- _Given problem A_:
Reproduce the text on Series A Preferred Stock verbatim from "3. Redemption. Neither" up to and including "surrendered for conversion.".
- _Given problem B_:
For each statement, answer yes or no on whether it agrees with the text on Series A Preferred Stock, and quote the text's deciding words exactly. (i) In a liquidation, holders of Series A Preferred Stock are paid before holders of Common Stock. (ii) Holders of Series A Preferred Stock have the unilateral right to redeem their shares. (iii) The Conversion Price for the Series A Preferred Stock can never be adjusted.

- _Provided passage_:
----------
2. Liquidation Preference. In the event of any liquidation,
dissolution or winding up of the Company, either voluntary or involuntary, the
holders of Series A Preferred Stock shall be entitled to receive, prior and in
preference to any distribution of any of the assets of the Company to the
holders of Common Stock by reason of their ownership thereof, an amount per
share equal to One Dollar and Eighty Cents ($1.80) (the "Original Series A
Issue Price"). If upon the occurrence of such event, the assets and funds thus
distributed among the holders of the Series A Preferred Stock shall be
insufficient to permit the payment to such holders of the full aforesaid
preferential amounts, then the entire assets and funds of the Company legally
available for distribution to stockholders shall be distributed ratably among
the holders of the Series A Preferred Stock in proportion to the full
preferential amount each such holder is otherwise entitled to receive under this
paragraph.
3. Redemption. Neither the Company nor the holders of Series A
Preferred Stock shall have the unilateral right to call or redeem or cause to
have called or redeemed any shares of the Series A Preferred Stock.
4. Conversion. The holders of the Series A Preferred Stock shall
have conversion rights as follows (the "Conversion Rights"):
(a) Right to Convert.
(i) Each share of Series A Preferred Stock, at the option
of the holder thereof, at any time after the date of issuance of such share at
the office of the Company or any transfer agent for such stock, shall convert
into such number of fully paid and nonassessable shares of Common Stock as is
determined by dividing the Original Series A Issue Price by the Conversion Price
applicable to such share, determined as hereafter provided, in effect on the
date the certificate is surrendered for conversion.
(ii) The Conversion Price per share for shares of Series A
Preferred Stock shall be eighteen cents ($0.18); provided, however, that the
Conversion Price for the Series A Preferred Stock shall be subject to adjustment
as set forth below.
----------
- _Entries supplied_:
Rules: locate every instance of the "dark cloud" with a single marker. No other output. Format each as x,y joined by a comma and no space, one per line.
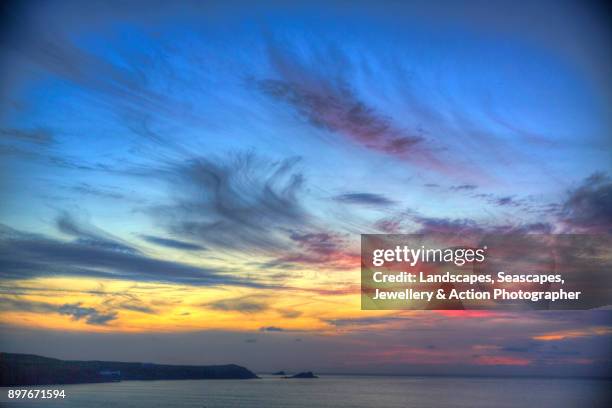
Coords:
290,314
87,189
27,255
464,187
271,329
506,201
244,202
245,304
327,101
431,225
317,248
588,208
364,199
90,235
75,310
172,243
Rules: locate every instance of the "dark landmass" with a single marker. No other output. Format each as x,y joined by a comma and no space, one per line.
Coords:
28,369
305,374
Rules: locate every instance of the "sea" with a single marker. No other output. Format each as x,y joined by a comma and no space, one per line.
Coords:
331,391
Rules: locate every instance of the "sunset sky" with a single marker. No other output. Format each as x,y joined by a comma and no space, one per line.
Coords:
188,183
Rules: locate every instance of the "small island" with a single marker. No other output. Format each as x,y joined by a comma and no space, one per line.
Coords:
305,374
28,369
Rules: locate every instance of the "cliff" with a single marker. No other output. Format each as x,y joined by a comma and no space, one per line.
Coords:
27,369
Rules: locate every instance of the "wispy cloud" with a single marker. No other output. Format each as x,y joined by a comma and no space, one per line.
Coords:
172,243
369,199
27,255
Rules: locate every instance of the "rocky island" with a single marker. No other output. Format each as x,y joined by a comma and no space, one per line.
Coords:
28,369
305,374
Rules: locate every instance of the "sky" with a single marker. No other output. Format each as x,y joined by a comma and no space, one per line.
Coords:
188,183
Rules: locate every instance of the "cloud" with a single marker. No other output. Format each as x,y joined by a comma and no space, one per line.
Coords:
239,202
172,243
327,101
75,310
462,187
90,235
87,189
245,304
271,329
37,136
25,256
317,248
588,208
364,199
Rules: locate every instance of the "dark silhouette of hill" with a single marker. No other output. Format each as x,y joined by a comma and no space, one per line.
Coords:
305,374
28,369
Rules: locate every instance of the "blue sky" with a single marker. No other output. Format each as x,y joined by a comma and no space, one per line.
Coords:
257,142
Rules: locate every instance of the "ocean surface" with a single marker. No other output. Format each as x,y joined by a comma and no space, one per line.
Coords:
332,391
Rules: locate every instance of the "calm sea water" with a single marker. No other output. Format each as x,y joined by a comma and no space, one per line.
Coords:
333,391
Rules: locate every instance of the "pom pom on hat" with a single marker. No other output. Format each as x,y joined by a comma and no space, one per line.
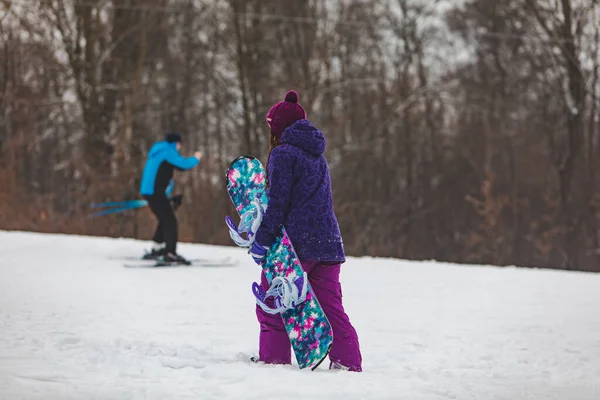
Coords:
291,97
285,113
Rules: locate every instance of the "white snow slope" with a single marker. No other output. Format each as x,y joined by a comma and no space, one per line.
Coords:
75,324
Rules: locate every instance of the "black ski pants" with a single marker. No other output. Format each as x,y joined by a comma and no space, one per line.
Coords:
166,231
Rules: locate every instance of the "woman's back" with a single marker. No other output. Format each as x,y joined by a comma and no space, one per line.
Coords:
300,194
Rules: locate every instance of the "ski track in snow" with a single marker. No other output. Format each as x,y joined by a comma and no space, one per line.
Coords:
75,324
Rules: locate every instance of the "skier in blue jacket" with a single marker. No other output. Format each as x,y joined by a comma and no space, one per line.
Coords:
163,158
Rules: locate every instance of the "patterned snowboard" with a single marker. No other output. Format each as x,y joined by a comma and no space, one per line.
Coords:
307,326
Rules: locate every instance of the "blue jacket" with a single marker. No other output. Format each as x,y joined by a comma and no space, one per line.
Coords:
158,171
300,196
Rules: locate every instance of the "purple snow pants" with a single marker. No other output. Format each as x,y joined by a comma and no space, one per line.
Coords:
324,279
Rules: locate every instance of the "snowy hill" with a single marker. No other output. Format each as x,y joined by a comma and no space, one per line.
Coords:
75,324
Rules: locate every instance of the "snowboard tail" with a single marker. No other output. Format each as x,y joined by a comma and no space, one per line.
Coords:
307,325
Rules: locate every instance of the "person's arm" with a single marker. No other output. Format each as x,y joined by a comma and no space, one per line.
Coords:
281,179
183,163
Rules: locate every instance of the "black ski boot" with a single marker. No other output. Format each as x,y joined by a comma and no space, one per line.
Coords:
172,259
157,251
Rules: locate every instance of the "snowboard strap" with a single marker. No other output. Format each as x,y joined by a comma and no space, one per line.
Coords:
249,224
287,293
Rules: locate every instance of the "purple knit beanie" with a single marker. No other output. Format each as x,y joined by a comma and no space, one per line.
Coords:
285,113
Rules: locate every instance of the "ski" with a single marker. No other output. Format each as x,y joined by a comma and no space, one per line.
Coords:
226,262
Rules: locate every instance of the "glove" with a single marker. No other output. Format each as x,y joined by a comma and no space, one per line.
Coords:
176,201
258,252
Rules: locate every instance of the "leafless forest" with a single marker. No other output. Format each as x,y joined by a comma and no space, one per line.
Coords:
457,131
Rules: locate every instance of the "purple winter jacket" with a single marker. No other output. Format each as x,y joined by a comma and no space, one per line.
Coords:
300,196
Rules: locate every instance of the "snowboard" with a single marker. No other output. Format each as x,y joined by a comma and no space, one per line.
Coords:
307,326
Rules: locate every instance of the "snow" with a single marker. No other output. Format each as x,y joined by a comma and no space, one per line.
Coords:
75,324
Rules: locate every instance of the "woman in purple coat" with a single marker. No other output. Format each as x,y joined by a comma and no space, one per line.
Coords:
300,199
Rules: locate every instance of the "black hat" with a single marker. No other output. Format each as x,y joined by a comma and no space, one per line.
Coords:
173,137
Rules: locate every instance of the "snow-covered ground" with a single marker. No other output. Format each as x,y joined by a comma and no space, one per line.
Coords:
75,324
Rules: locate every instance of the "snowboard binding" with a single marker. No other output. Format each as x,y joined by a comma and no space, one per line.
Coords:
249,223
287,293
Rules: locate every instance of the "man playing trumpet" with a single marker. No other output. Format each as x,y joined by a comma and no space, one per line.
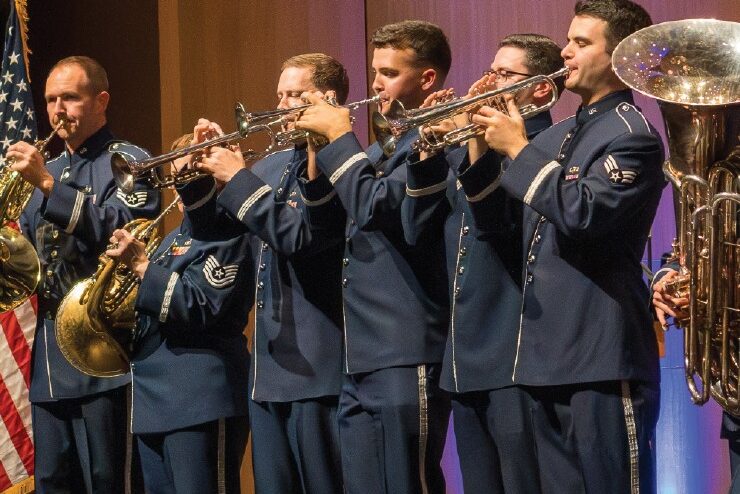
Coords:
296,372
79,421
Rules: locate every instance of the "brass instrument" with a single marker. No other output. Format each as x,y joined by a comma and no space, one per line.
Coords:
397,121
127,171
96,322
692,68
19,263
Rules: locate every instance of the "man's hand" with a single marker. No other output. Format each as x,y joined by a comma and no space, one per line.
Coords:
504,133
221,162
129,251
664,304
28,161
324,119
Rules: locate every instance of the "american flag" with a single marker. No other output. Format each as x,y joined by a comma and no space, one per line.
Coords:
17,122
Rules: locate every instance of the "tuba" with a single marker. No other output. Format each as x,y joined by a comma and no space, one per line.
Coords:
692,67
19,263
96,321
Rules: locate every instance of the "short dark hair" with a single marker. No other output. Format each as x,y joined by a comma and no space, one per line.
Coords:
543,54
622,17
96,74
326,73
426,39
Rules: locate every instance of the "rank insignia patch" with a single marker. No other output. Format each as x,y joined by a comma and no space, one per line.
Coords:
217,275
133,200
616,175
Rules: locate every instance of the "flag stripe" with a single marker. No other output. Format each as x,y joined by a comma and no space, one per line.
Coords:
18,347
11,462
16,430
4,479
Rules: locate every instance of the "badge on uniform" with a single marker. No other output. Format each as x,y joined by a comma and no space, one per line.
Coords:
218,275
135,199
617,176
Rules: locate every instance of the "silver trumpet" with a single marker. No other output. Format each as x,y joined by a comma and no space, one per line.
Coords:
126,171
397,121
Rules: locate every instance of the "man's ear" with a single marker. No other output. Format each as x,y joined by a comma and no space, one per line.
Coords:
542,92
101,100
428,79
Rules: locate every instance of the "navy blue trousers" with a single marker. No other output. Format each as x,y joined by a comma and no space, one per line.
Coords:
392,429
80,444
604,432
295,446
495,442
186,461
731,431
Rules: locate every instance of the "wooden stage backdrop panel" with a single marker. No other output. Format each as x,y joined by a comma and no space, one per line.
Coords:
172,61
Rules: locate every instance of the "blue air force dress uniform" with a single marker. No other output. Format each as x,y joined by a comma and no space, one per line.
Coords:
485,288
586,351
297,351
78,419
392,414
190,367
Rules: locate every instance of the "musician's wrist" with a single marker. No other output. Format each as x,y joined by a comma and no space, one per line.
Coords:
46,185
139,267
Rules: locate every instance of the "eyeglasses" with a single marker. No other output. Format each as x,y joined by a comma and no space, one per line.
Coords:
503,75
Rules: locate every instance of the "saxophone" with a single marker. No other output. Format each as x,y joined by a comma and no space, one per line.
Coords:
96,321
20,271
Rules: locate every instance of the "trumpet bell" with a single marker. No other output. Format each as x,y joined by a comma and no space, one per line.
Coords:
90,349
20,271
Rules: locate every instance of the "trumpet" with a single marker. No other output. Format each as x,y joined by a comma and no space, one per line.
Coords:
397,121
127,171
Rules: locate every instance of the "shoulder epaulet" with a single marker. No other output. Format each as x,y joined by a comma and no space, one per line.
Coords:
630,115
274,153
563,120
128,149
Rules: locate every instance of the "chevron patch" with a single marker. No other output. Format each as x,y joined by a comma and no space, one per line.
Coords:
217,275
616,175
135,199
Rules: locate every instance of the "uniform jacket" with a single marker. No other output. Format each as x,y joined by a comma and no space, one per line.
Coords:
70,229
394,294
297,351
485,270
592,184
191,362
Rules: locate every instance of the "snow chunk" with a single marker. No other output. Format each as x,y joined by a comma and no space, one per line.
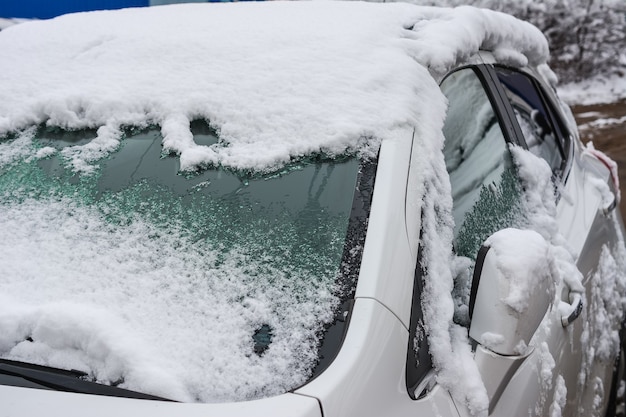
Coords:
524,258
276,80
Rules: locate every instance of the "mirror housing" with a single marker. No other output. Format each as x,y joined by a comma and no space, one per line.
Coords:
513,265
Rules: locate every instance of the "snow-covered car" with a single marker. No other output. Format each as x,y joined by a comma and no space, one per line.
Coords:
301,209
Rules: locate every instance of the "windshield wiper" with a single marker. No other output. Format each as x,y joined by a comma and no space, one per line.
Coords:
62,380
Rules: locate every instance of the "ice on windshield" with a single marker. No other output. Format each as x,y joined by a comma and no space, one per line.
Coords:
206,287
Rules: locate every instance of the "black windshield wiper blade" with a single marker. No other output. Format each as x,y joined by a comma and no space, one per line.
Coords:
66,380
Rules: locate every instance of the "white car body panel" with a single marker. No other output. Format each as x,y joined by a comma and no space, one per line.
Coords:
388,263
17,401
374,350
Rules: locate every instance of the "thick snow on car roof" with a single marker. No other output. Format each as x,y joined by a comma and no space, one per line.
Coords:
277,80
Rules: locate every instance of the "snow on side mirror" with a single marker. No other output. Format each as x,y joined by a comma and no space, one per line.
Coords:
512,289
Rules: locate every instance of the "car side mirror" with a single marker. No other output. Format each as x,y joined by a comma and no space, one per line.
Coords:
511,291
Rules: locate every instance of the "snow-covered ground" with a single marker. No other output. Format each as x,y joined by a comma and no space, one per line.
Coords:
598,90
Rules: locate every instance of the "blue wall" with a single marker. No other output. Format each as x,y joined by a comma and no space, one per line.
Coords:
44,9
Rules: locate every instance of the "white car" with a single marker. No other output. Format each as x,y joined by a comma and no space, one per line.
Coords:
301,209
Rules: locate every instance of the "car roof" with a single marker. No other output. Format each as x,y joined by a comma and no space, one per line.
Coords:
277,80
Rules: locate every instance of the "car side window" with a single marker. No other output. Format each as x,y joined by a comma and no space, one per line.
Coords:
485,189
536,120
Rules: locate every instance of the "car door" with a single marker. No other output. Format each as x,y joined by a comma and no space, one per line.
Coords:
590,230
491,108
----------
- _Exercise response A_:
3. Redemption. Neither the Company nor the holders of Series A
Preferred Stock shall have the unilateral right to call or redeem or cause to
have called or redeemed any shares of the Series A Preferred Stock.
4. Conversion. The holders of the Series A Preferred Stock shall
have conversion rights as follows (the "Conversion Rights"):
(a) Right to Convert.
(i) Each share of Series A Preferred Stock, at the option
of the holder thereof, at any time after the date of issuance of such share at
the office of the Company or any transfer agent for such stock, shall convert
into such number of fully paid and nonassessable shares of Common Stock as is
determined by dividing the Original Series A Issue Price by the Conversion Price
applicable to such share, determined as hereafter provided, in effect on the
date the certificate is surrendered for conversion.

- _Exercise response B_:
(i) Yes: "prior and in preference to any distribution of any of the assets of the Company to the holders of Common Stock"
(ii) No: "Neither the Company nor the holders of Series A Preferred Stock shall have the unilateral right to call or redeem or cause to have called or redeemed any shares of the Series A Preferred Stock"
(iii) No: "the Conversion Price for the Series A Preferred Stock shall be subject to adjustment"